**Supplied text:**
========================

Wives and mothers waited for news of loved ones serving abroad. Postal services were unreliable, with letters difficult to write and expensive to send, especially for the illiterate and very poor. “The postman’s statement that I am dead is baseless,” wrote an infantryman in the Middle East to his family in the northern industrial city of Kanpur. “I am quite well here by the grace of God.” Mothers, torn between the appeal of a reliable soldier’s wage and the risk of losing a son, often resisted the enticements of recruiters or pleaded with their sons not to join the army. With so many men away from home, in peasant societies it was the women who picked up the pieces, working longer hours in the fields and running households. Remittances sent home from troops were the norm everywhere in Asia, and an Indian soldier might routinely send home 15 rupees of his 18-rupee monthly wage. Women worried that the remittance would stop, or that it still didn’t stretch far enough to feed the family.

========================

**Data extract:**
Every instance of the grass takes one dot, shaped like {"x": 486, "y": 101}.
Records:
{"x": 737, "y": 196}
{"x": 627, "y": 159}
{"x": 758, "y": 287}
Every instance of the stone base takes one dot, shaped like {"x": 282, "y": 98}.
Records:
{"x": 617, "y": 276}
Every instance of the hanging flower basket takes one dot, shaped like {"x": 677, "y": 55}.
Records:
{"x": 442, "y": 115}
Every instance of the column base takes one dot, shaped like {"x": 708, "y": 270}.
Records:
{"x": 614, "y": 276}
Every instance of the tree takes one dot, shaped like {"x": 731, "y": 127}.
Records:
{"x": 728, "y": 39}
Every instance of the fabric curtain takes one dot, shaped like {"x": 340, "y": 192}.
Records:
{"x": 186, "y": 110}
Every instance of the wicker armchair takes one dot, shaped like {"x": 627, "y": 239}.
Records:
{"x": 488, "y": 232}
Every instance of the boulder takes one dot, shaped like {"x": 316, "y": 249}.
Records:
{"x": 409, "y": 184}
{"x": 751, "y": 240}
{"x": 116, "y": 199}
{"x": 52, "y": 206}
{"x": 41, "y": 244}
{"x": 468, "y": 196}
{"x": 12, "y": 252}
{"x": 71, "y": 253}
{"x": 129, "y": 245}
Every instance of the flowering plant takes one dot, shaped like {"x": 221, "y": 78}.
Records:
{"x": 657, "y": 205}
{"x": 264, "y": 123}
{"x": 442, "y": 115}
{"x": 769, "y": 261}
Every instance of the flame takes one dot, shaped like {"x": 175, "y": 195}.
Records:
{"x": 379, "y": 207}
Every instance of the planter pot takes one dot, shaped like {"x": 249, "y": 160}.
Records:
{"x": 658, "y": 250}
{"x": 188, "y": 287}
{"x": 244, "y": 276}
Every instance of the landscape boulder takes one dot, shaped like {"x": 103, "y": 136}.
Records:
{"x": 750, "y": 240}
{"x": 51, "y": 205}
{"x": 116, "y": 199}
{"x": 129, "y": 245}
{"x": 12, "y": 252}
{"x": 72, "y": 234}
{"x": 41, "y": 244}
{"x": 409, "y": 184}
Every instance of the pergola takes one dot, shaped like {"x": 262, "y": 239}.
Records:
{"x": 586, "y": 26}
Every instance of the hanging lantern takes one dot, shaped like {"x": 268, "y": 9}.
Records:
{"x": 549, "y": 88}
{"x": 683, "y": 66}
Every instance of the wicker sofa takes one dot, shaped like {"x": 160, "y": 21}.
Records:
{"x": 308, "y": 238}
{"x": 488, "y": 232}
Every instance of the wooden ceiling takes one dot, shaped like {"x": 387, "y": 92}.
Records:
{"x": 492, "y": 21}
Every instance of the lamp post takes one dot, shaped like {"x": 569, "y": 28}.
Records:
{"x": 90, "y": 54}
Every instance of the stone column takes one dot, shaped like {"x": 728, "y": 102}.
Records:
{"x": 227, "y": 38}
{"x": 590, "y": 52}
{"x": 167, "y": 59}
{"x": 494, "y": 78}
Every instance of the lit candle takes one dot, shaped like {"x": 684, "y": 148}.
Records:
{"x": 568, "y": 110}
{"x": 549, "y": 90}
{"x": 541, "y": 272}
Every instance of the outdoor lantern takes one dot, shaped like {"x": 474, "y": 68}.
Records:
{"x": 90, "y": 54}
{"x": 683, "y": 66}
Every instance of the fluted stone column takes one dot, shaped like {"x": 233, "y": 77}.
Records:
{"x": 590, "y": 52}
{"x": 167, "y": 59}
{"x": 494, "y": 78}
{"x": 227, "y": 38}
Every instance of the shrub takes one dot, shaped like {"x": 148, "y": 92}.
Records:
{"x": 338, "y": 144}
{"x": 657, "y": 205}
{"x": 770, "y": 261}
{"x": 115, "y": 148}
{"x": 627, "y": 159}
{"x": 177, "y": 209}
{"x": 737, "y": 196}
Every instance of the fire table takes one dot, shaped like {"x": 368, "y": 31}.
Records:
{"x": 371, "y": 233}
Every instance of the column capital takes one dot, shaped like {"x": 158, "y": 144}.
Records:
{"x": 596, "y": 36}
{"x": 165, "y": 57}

========================

**Task prompt:**
Answer these questions from the passage on soldiers' families:
1. Where was the infantryman serving when he wrote to his family?
2. In which city did his family live?
3. How many rupees of an 18-rupee monthly wage might an Indian soldier routinely send home?
The rows are separate material from the text.

**Result of the exercise:**
1. The Middle East.
2. Kanpur.
3. 15 rupees.